Challenge A> Turn the records into a numbered list, from the first line of the records through the line containing "218), (142, 213)]", inclusive, with blank lines omitted and the pictures left out.

My god, what an unbelievable, unrepentant idiot I was. I thought changing the world would take no more effort than it took to get As at a school that didn't give a + or -, so a 90% was good enough for an A.
As I got older, I realized that I don't have what it takes to change the world, but I still wanted to live my life such that I felt I was doing more good than harm. I rode my bike everywhere. I joined a CSA and bought local and organic. I composted what I could, recycled what I could, and grudgingly threw away the rest. I tried to fix rather than replace. Of course, the cynic (realist?) in me knows that even at my best, we'd need 6 or 7 Earths to sustain that way of life if all us Earthlings lived as I was living, but I slept ok at night.
Flash forward to today. I'm happily married, with one kid, and The Wife and I are talking about thinking about talking about Baby 2. I love my life. But when the snow fell, I stopped composting because shoveling a path to the compost bin would be too much work. We drive an SUV. We booked a winter vacation which will necessitate our 6th or 8th flight in the last year or so. We still eat red meat on the regular. After Baby 2, we'll pretend that our current house is too small and we'll look for something bigger, that will take more energy to heat and cool. We'll probably shop for a bigger vehicle, or maybe a second vehicle.

Data excerpts>
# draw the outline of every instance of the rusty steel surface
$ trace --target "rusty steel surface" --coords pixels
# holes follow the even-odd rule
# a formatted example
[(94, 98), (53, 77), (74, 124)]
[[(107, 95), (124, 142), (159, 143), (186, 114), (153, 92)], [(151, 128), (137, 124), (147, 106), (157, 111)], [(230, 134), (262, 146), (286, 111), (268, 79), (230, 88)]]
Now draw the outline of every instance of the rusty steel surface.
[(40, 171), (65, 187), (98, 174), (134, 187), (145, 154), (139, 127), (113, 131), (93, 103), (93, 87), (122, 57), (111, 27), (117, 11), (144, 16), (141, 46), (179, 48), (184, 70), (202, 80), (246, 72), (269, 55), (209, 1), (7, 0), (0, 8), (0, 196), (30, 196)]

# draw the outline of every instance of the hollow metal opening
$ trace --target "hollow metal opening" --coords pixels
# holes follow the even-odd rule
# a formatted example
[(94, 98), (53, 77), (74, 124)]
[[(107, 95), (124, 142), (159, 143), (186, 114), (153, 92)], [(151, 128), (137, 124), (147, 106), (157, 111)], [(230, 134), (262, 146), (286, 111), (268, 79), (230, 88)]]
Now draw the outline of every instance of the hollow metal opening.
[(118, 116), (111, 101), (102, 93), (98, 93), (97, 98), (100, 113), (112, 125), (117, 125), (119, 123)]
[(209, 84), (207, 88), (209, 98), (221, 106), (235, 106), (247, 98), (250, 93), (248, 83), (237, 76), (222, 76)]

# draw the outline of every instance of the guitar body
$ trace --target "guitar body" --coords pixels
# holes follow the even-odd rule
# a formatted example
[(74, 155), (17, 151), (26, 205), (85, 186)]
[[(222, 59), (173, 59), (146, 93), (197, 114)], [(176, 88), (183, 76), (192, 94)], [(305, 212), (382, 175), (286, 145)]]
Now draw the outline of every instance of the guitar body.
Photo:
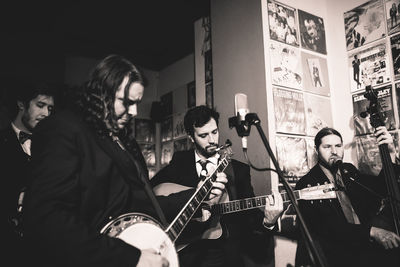
[(126, 213), (110, 221), (102, 234), (119, 238), (138, 249), (154, 249), (166, 258), (170, 267), (179, 267), (175, 245), (154, 218), (142, 213)]

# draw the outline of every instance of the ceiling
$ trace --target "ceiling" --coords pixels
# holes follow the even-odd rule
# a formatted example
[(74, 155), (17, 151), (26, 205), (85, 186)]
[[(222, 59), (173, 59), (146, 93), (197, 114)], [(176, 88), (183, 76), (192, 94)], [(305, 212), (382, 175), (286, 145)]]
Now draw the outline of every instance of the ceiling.
[(155, 71), (193, 53), (193, 23), (210, 6), (209, 0), (8, 2), (0, 16), (5, 56), (115, 53)]

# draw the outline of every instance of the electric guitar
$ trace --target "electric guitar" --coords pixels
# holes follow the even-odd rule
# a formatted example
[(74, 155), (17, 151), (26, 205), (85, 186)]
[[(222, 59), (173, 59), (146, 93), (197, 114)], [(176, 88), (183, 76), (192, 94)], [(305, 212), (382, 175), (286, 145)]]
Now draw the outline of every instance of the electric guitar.
[(231, 145), (232, 143), (227, 140), (225, 145), (216, 149), (221, 154), (217, 168), (199, 184), (196, 192), (167, 228), (151, 216), (133, 212), (123, 214), (110, 221), (100, 233), (122, 239), (141, 250), (155, 249), (168, 260), (170, 267), (178, 267), (175, 241), (210, 193), (217, 172), (223, 172), (229, 165), (232, 156)]
[[(168, 196), (169, 194), (178, 193), (189, 188), (191, 187), (175, 183), (162, 183), (154, 187), (153, 190), (156, 195)], [(294, 191), (294, 195), (297, 200), (322, 200), (336, 198), (335, 187), (331, 183), (296, 190)], [(211, 221), (210, 227), (202, 234), (202, 239), (217, 239), (221, 237), (222, 227), (219, 223), (219, 217), (221, 215), (264, 207), (266, 204), (266, 198), (272, 197), (273, 195), (264, 195), (232, 201), (225, 201), (225, 196), (227, 196), (226, 192), (221, 198), (222, 203), (203, 207), (203, 209), (207, 209), (211, 212)], [(290, 199), (287, 195), (287, 192), (281, 193), (281, 196), (284, 205), (290, 204)], [(180, 249), (187, 245), (188, 244), (181, 246)]]

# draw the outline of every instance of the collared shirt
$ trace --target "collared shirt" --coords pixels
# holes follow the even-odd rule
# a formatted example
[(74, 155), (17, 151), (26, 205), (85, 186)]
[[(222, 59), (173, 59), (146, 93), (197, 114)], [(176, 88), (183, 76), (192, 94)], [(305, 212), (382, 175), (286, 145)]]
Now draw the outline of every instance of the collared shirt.
[[(15, 134), (17, 135), (17, 139), (19, 140), (19, 133), (21, 132), (20, 129), (17, 128), (17, 126), (15, 126), (15, 124), (13, 122), (11, 122), (11, 127), (13, 128)], [(28, 154), (29, 156), (31, 155), (31, 139), (26, 140), (23, 144), (20, 143), (22, 149), (24, 150), (24, 152), (26, 154)]]
[[(207, 173), (211, 174), (214, 170), (217, 169), (218, 166), (218, 160), (220, 158), (220, 154), (216, 153), (214, 156), (207, 158)], [(194, 159), (196, 162), (196, 171), (197, 171), (197, 175), (200, 176), (200, 172), (201, 172), (201, 164), (199, 161), (203, 161), (203, 159), (199, 156), (199, 154), (197, 154), (197, 151), (195, 151), (194, 153)]]

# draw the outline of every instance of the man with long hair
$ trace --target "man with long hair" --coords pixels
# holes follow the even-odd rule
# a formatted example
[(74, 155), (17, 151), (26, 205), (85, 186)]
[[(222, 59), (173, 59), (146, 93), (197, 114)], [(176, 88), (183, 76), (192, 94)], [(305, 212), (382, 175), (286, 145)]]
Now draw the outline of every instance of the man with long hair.
[[(96, 65), (76, 103), (38, 127), (24, 200), (25, 238), (38, 266), (168, 266), (159, 251), (101, 233), (131, 212), (166, 226), (194, 193), (155, 198), (140, 149), (126, 138), (144, 86), (137, 67), (110, 55)], [(225, 182), (214, 182), (210, 198)]]

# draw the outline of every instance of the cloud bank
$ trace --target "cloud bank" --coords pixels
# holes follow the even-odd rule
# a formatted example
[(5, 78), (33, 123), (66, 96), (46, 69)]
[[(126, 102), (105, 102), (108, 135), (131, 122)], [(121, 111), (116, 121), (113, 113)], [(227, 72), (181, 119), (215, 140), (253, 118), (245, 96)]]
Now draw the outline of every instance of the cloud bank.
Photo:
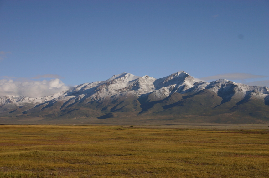
[(248, 85), (256, 85), (257, 86), (265, 86), (269, 87), (269, 80), (250, 82), (246, 83), (245, 84)]
[(34, 81), (0, 80), (0, 96), (16, 95), (31, 97), (45, 96), (72, 88), (59, 79)]
[(219, 79), (227, 79), (229, 80), (240, 80), (243, 81), (247, 79), (259, 78), (266, 77), (266, 76), (257, 75), (246, 73), (228, 73), (218, 74), (212, 76), (200, 78), (200, 79), (205, 81), (215, 80)]

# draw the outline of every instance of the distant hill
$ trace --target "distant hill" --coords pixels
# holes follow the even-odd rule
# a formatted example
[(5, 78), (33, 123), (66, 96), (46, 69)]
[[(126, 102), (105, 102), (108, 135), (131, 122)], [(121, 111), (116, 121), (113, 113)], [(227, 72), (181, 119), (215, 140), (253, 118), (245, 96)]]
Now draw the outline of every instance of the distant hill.
[(269, 121), (269, 89), (184, 71), (129, 73), (43, 97), (0, 97), (0, 124), (246, 123)]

Challenge B> In the passage, what kind of vehicle does the family drive?

Expected output A>
1. # draw the outline of every instance of the rusty steel surface
2. $ trace --target "rusty steel surface" --coords pixels
3. # holes follow the even-odd rule
4. # a formatted example
5. [(94, 98), (53, 77), (74, 124)]
6. [[(107, 95), (124, 142), (159, 143), (186, 114), (153, 92)], [(151, 128), (137, 124), (147, 106), (157, 111)], [(230, 134), (262, 146), (286, 111), (268, 79), (230, 88)]]
7. Now draw the outline of every instance of the rusty steel surface.
8. [(40, 171), (65, 187), (98, 174), (134, 187), (145, 154), (139, 127), (113, 131), (93, 103), (93, 87), (122, 57), (111, 27), (117, 11), (144, 16), (141, 46), (179, 48), (184, 70), (202, 80), (246, 72), (269, 55), (209, 1), (7, 0), (0, 8), (0, 196), (30, 196)]
9. # draw the outline of every instance of the hollow metal opening
10. $ trace --target "hollow metal opening" --coords pixels
11. # holes follow the even-odd rule
12. # a formatted example
13. [(94, 98), (53, 77), (74, 124)]
14. [[(107, 95), (124, 142), (159, 143), (186, 114), (153, 92)], [(151, 128), (137, 124), (147, 106), (157, 111)], [(230, 134), (262, 146), (286, 111), (268, 79), (230, 88)]]
15. Now draw the outline of every instance of the hollow metal opening.
16. [(118, 116), (111, 101), (102, 93), (98, 93), (97, 98), (100, 113), (112, 125), (117, 125), (119, 123)]
17. [(209, 84), (207, 88), (209, 98), (221, 106), (235, 106), (247, 98), (250, 93), (248, 83), (237, 76), (222, 76)]
18. # draw the outline of every instance of the guitar body
19. $ trace --target "guitar body" --coords pixels
20. # holes follow the even-odd rule
21. # a formatted example
22. [(74, 155), (17, 151), (26, 205), (85, 186)]
23. [[(222, 59), (173, 59), (146, 93), (197, 114)], [(176, 88), (183, 76), (192, 94)], [(305, 212), (382, 175), (286, 145)]]
24. Now draw the outline of every instance of the guitar body.
25. Photo:
26. [(126, 213), (110, 221), (102, 234), (119, 238), (138, 249), (154, 249), (166, 258), (170, 267), (179, 267), (175, 245), (154, 218), (142, 213)]

Expected output B> An SUV.